---- PAGE
This study addresses this gap through a detailed and comprehensive investigation of key femtosecond laser processing parameters and their influence on the surface topography and morphology of the hot-working steel substrate X37CrMoV5-1. Comprehensive parameter matrices were created to systematically generate a wide range of surface structures, enabling a direct correlation between the laser process variables and the resulting morphological and topographical features. Surface characteristics are analyzed using scanning electron microscopy (SEM) in combination with quantitative roughness measurements by confocal laser scanning microscopy (CLSM). This parameter study establishes a fundamental understanding of self-organized structure formation on hot-work tool steel surfaces and reveals the influence of key laser parameters on topographical and morphological surface properties. The findings of this study provide a foundation for the tailoring of functional surfaces in tool engineering and related engineering applications.

2. Materials and Methods

2.1. Materials

The experimental investigations were performed using hot-work steel plates (X37CrMoV5-1, material designation 1.2343 according to ISO 4957 [45]), purchased from ABRAMS Industries GmbH & Co. KG (Osnabrück, Germany) with dimensions of $70 \mathrm{mm} \times 70 \mathrm{mm} \times 5 \mathrm{mm}$. The chemical composition of the material used complies with the requirements of ISO 4957 [45], which are shown in

Table 1. Chemical composition of material used in this study, according to ISO 4957 [45].

Composition (%)	C	Si	Mn	Cr	Mo	V
X37CrMoV5-1	0.33–0.41	0.80–1.20	0.25–0.50	4.80–5.50	1.10–1.50	0.30–0.50

.
--------
**GIVEN INSTRUCTION A:** Which chemical elements have composition ranges in Table 1 of the excerpt on laser-processed tool steel?
**GIVEN INSTRUCTION B:** In two sentences, what does the excerpt on laser-processed tool steel cover?
**GIVEN INSTRUCTION C:** Copy the excerpt on laser-processed tool steel word for word, starting at "The experimental investigations" and ending at "ISO 4957 [45].".
---- DATASET SECTION
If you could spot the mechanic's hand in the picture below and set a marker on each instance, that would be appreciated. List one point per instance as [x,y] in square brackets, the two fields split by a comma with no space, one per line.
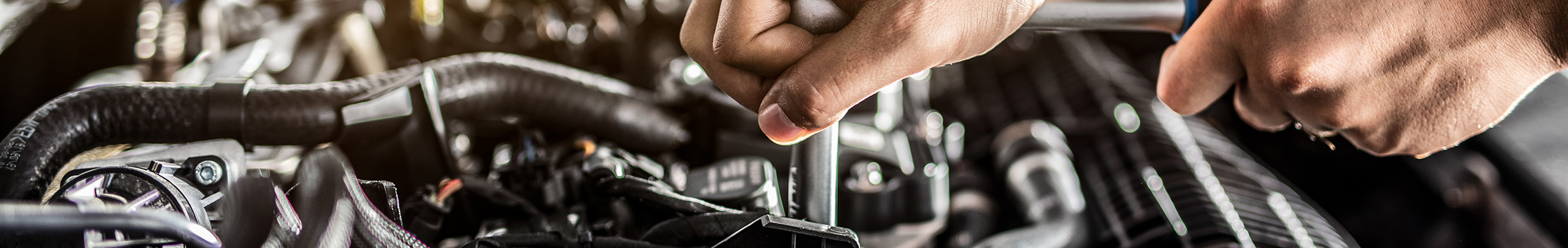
[802,82]
[1393,76]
--------
**FULL ANSWER A:** C, Si, Mn, Cr, Mo, V

**FULL ANSWER B:** The study examines how key femtosecond laser processing parameters influence the surface topography and morphology of X37CrMoV5-1 hot-work steel. It uses parameter matrices to generate a wide range of surface structures on 70 mm × 70 mm × 5 mm plates of this steel, whose chemical composition complies with ISO 4957, and analyzes them with SEM and CLSM roughness measurements.

**FULL ANSWER C:**
The experimental investigations were performed using hot-work steel plates (X37CrMoV5-1, material designation 1.2343 according to ISO 4957 [45]), purchased from ABRAMS Industries GmbH & Co. KG (Osnabrück, Germany) with dimensions of $70 \mathrm{mm} \times 70 \mathrm{mm} \times 5 \mathrm{mm}$. The chemical composition of the material used complies with the requirements of ISO 4957 [45], which are shown in

Table 1. Chemical composition of material used in this study, according to ISO 4957 [45].